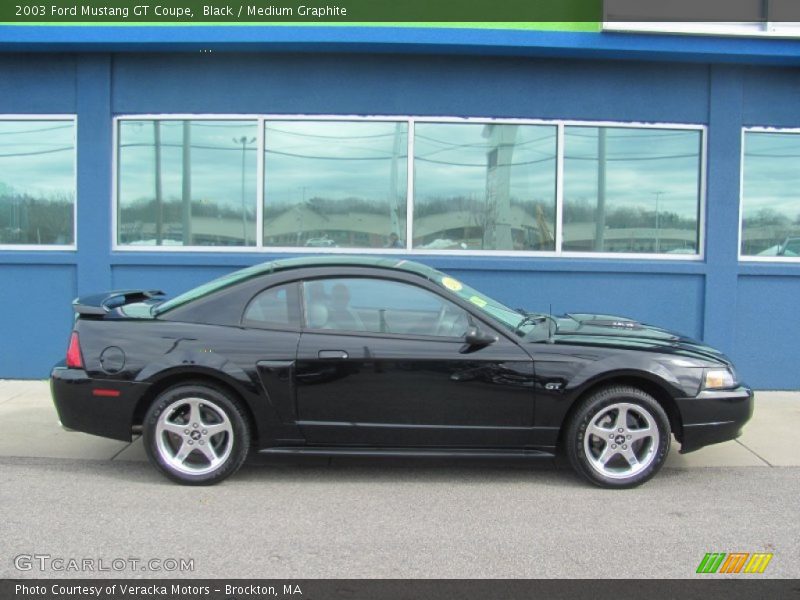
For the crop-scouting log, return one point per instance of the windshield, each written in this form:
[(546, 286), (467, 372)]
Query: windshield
[(507, 316)]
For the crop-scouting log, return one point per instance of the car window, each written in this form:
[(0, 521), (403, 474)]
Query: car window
[(381, 306), (274, 307)]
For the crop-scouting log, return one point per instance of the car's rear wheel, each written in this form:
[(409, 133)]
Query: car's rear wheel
[(196, 434), (619, 437)]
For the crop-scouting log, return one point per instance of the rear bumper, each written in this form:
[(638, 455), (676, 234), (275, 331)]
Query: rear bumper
[(714, 416), (80, 409)]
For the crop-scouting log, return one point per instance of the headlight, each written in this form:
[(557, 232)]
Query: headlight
[(716, 379)]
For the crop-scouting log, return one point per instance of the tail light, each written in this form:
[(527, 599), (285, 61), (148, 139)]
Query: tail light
[(74, 357)]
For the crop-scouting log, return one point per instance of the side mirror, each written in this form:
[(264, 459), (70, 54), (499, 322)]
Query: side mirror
[(477, 338)]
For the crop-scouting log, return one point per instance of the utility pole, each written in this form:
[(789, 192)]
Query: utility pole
[(600, 214), (186, 187), (244, 141), (658, 229), (159, 198)]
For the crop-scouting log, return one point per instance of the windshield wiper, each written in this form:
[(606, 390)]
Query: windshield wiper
[(528, 318), (531, 318)]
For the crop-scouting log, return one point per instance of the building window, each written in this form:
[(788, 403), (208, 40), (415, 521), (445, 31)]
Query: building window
[(770, 201), (429, 185), (484, 186), (631, 190), (37, 182), (335, 184), (187, 183)]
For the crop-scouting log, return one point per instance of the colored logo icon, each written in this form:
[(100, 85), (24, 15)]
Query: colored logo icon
[(734, 562)]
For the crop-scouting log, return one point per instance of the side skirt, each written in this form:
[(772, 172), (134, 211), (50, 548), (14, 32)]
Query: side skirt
[(411, 452)]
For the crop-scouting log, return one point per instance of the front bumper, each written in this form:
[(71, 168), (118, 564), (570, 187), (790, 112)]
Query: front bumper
[(80, 409), (714, 416)]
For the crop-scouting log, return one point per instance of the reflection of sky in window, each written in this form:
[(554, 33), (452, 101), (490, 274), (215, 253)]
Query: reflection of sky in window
[(772, 173), (333, 160), (216, 161), (450, 160), (37, 157), (640, 163)]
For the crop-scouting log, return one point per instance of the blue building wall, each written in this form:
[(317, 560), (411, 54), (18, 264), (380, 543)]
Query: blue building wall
[(748, 310)]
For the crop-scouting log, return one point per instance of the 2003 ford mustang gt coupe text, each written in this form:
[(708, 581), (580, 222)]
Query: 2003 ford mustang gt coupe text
[(380, 356)]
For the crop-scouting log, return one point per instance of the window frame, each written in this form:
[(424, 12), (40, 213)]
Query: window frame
[(740, 238), (73, 247), (295, 312), (411, 121), (376, 334)]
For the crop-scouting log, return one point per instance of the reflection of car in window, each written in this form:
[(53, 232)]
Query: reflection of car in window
[(790, 247), (371, 355), (320, 243)]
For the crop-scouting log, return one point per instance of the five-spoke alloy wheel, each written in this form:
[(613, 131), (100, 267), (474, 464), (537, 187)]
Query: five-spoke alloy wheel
[(196, 434), (618, 437)]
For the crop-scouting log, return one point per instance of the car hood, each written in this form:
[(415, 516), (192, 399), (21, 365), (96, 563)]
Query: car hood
[(623, 332)]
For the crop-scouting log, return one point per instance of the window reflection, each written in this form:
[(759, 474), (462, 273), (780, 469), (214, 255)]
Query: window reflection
[(771, 210), (190, 183), (37, 182), (335, 184), (484, 186), (631, 190)]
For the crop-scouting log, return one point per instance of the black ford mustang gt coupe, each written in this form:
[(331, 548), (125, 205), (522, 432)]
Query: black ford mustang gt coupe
[(382, 356)]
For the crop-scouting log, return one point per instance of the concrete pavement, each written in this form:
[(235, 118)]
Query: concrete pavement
[(29, 428)]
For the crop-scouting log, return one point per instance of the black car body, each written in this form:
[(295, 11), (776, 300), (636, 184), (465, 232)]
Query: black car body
[(384, 356)]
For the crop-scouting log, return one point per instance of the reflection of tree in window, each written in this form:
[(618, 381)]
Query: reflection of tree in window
[(334, 183), (631, 190), (770, 200), (486, 187), (37, 182), (174, 182)]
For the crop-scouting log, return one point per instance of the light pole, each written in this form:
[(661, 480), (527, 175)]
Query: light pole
[(244, 141), (658, 231)]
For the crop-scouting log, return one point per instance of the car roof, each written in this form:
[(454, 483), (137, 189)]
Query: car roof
[(286, 264)]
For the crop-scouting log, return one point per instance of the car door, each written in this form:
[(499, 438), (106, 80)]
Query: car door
[(384, 363)]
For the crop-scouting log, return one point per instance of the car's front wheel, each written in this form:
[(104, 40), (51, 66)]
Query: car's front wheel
[(619, 437), (196, 434)]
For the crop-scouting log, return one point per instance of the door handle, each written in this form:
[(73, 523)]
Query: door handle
[(339, 354)]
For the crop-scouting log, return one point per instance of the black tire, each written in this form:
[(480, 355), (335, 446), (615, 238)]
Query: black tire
[(593, 436), (210, 457)]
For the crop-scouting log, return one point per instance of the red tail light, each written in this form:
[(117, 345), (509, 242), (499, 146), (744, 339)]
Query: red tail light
[(74, 357)]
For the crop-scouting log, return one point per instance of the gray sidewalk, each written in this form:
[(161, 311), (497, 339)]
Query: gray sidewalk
[(29, 428)]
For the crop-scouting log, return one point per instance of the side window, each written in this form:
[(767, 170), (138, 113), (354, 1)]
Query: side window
[(380, 306), (274, 307)]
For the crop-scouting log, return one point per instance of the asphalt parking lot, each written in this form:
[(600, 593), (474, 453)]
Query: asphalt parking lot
[(70, 495)]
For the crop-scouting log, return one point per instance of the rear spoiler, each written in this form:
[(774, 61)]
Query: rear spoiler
[(100, 304)]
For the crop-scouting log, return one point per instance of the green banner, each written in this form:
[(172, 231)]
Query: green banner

## [TASK STATEMENT]
Reproduce the data word for word, from the line containing "rear bumper, each" through the line containing "[(716, 379)]", including both of those lines.

## [RESULT BELOW]
For the crop-scouting log, return one point per instance of the rear bumper, each written in this form:
[(638, 455), (676, 234), (275, 331)]
Query: rear bumper
[(714, 416), (80, 409)]
For the crop-scouting log, return one point per instance of the headlight, each written in this form:
[(557, 232)]
Query: headlight
[(716, 379)]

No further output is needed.